González made a career by repainting press photographs of Colombia’s presidents, massacres, and public mourning in a visual language borrowed from cheap prints and domestic décor. Her work treated press images as familiar objects. She replicated them, often in a purposefully garish style—revealing how a society learns to live with the spectacle of its own violence.

London’s Barbican Centre is about to mount the artist’s first U.K. retrospective from February 25th to May 10th, featuring more than 150 works by the artist. Her first U.S. retrospective was mounted by the Perez Art Museum Miami in 2019, and a previous retrospective traveled to the Museo Reina Sofia, Madrid, and the KW Institute of Contemporary Art, Berlin.

“Through her powerful and often vividly colored paintings, she preserved the memory of events and victims that were frequently absent from official histories,” Galerie Peter Kilchmann wrote on Instagram, announcing the artist’s passing.
=====
STATED PROBLEM 1 – Please explain, in one to three sentences, what the González passage says her purposefully garish copies of press images revealed.

LISTING –
=====
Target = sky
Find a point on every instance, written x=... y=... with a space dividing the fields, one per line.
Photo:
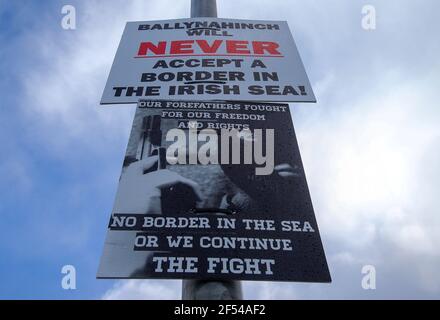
x=370 y=145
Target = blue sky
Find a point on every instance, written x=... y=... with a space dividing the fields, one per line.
x=370 y=145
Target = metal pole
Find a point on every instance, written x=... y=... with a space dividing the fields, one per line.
x=208 y=289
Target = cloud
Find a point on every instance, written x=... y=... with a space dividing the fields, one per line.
x=370 y=145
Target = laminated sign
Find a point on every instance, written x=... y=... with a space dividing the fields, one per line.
x=207 y=59
x=213 y=190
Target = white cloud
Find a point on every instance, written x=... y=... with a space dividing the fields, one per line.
x=367 y=145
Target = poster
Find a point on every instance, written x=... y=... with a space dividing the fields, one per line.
x=213 y=190
x=207 y=59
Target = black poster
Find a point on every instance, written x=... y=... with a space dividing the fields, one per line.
x=213 y=190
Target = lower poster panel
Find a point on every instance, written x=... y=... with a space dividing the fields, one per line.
x=213 y=190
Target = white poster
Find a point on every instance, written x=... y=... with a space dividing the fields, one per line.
x=207 y=59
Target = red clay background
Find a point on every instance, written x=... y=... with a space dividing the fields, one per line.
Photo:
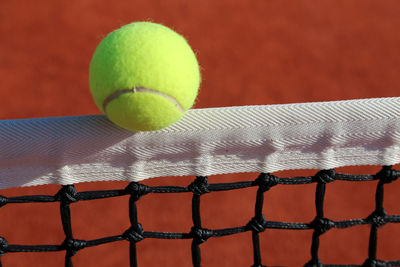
x=251 y=53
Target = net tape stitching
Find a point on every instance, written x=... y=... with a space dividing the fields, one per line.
x=68 y=195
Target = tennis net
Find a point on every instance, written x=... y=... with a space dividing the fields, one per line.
x=264 y=139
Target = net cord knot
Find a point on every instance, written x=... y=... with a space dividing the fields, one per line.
x=67 y=194
x=200 y=186
x=322 y=225
x=134 y=234
x=200 y=235
x=324 y=176
x=387 y=175
x=265 y=181
x=137 y=190
x=377 y=218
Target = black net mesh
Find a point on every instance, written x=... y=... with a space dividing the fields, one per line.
x=68 y=195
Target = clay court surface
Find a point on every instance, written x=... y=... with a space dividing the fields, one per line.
x=251 y=53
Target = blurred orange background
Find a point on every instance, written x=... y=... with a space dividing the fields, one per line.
x=251 y=53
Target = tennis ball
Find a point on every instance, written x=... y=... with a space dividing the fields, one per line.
x=144 y=76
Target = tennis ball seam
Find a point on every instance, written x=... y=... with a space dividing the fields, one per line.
x=140 y=89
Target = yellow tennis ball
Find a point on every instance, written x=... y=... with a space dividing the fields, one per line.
x=144 y=76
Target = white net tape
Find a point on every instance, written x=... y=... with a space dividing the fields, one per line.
x=211 y=141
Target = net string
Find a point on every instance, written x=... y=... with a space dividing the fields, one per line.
x=68 y=195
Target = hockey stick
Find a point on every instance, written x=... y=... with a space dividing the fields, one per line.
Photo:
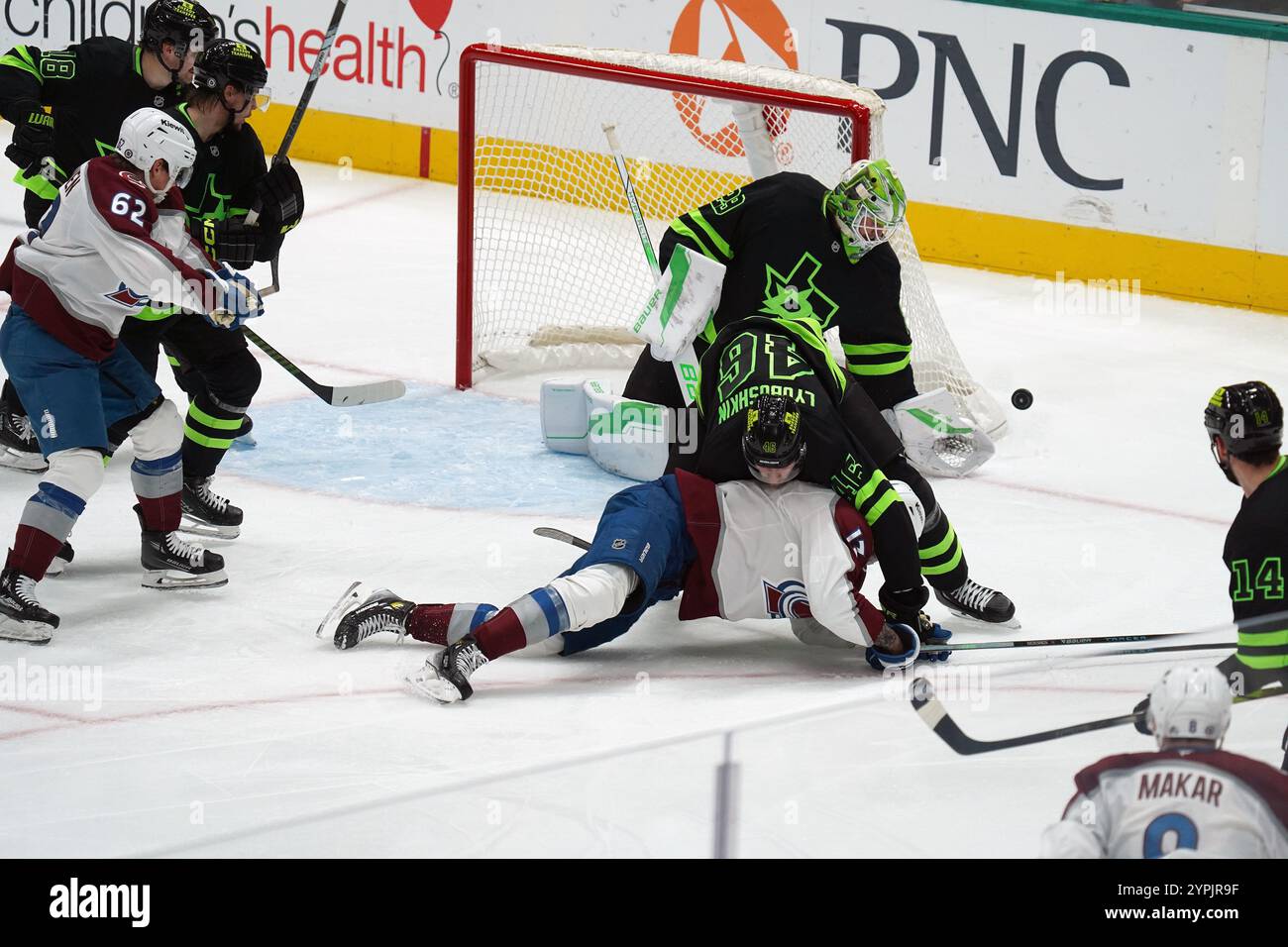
x=936 y=718
x=687 y=363
x=552 y=534
x=335 y=395
x=342 y=395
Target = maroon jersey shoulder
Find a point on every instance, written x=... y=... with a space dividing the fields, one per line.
x=1261 y=779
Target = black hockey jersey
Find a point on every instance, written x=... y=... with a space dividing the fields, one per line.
x=90 y=88
x=1256 y=552
x=785 y=260
x=223 y=182
x=789 y=357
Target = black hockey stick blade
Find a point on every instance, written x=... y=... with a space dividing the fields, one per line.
x=552 y=534
x=342 y=395
x=935 y=715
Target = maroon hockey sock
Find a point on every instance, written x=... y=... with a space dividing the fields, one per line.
x=33 y=552
x=501 y=634
x=161 y=513
x=449 y=622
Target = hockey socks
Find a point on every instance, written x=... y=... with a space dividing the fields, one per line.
x=209 y=431
x=943 y=562
x=47 y=522
x=159 y=484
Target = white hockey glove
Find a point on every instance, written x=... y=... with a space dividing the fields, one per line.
x=679 y=308
x=936 y=440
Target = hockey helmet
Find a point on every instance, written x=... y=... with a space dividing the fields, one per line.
x=1245 y=418
x=867 y=205
x=773 y=444
x=1190 y=702
x=150 y=134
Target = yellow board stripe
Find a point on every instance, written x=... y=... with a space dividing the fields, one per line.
x=1176 y=268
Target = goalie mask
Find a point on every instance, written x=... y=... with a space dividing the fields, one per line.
x=867 y=206
x=1245 y=418
x=773 y=444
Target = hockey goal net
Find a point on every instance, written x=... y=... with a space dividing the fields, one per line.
x=550 y=265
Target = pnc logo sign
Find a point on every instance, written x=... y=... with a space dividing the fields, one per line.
x=692 y=35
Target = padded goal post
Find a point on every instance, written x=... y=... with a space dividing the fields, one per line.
x=550 y=272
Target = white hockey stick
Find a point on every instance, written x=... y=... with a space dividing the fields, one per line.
x=687 y=363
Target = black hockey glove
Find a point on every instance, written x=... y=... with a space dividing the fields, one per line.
x=231 y=241
x=281 y=198
x=33 y=140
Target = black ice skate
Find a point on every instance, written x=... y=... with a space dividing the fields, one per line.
x=170 y=562
x=205 y=513
x=62 y=560
x=22 y=617
x=381 y=611
x=18 y=446
x=446 y=677
x=979 y=603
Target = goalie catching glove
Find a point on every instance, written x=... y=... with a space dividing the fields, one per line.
x=936 y=440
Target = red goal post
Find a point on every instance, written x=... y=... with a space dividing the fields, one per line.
x=549 y=265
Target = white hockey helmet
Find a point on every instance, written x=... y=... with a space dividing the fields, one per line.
x=912 y=502
x=150 y=134
x=1190 y=702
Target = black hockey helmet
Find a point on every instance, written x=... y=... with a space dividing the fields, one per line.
x=227 y=62
x=773 y=444
x=181 y=22
x=1247 y=418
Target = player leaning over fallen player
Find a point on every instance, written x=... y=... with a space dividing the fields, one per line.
x=230 y=178
x=841 y=442
x=791 y=248
x=115 y=239
x=1188 y=797
x=724 y=545
x=89 y=88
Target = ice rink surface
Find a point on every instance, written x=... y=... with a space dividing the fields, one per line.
x=220 y=725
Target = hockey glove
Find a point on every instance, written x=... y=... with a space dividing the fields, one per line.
x=231 y=243
x=236 y=300
x=33 y=140
x=281 y=198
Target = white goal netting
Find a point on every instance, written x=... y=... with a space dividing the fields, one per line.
x=558 y=272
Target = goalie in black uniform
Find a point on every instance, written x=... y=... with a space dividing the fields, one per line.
x=794 y=249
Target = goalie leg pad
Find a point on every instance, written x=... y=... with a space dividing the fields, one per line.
x=936 y=440
x=684 y=299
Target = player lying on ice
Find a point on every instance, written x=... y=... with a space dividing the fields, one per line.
x=745 y=549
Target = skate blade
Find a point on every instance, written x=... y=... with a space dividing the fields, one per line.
x=331 y=621
x=428 y=684
x=198 y=527
x=30 y=631
x=1012 y=625
x=166 y=579
x=27 y=463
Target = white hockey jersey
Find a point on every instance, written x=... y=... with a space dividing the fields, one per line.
x=1173 y=804
x=797 y=551
x=107 y=250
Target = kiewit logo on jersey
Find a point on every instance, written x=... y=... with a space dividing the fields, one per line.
x=75 y=899
x=786 y=599
x=127 y=296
=====
STATED PROBLEM 2 – Rewrite the rows starting with the line with "Target = laminated sign" and going on through the line with "x=264 y=139", with "poster" renamed to "placard" and nothing else changed. Leave the pictures out of your answer.

COMPLETE RESPONSE 1 – González repainted press photographs of Colombia's presidents, massacres, and public mourning, replicating them in a purposefully garish style borrowed from cheap prints and domestic décor. According to the passage, this revealed how a society learns to live with the spectacle of its own violence.

COMPLETE RESPONSE 2 –
Target = laminated sign
Find a point on every instance, written x=... y=... with a space dividing the fields, one per line.
x=207 y=59
x=213 y=190
Target = white cloud
Find a point on every instance, written x=... y=... with a space dividing the fields, one per line.
x=367 y=145
Target = placard
Find a point on every instance, written x=... y=... with a space dividing the fields, one per line.
x=213 y=190
x=207 y=59
Target = black placard
Find a point on every instance, written x=... y=... with a space dividing the fields, one per line.
x=213 y=190
Target = lower placard panel
Find a point on every instance, written x=... y=... with a space dividing the fields, one per line.
x=213 y=190
Target = white placard
Find a point on every instance, written x=... y=... with a space dividing the fields, one per line.
x=207 y=59
Target = red clay background
Find a point on every instance, written x=... y=... with a space dividing the fields, one per line.
Photo:
x=251 y=53
Target = net tape stitching
Find a point on every instance, written x=... y=... with a space dividing the fields, one per line.
x=68 y=195
Target = tennis net
Find a point on every instance, written x=... y=... with a space dividing the fields, one per line.
x=264 y=139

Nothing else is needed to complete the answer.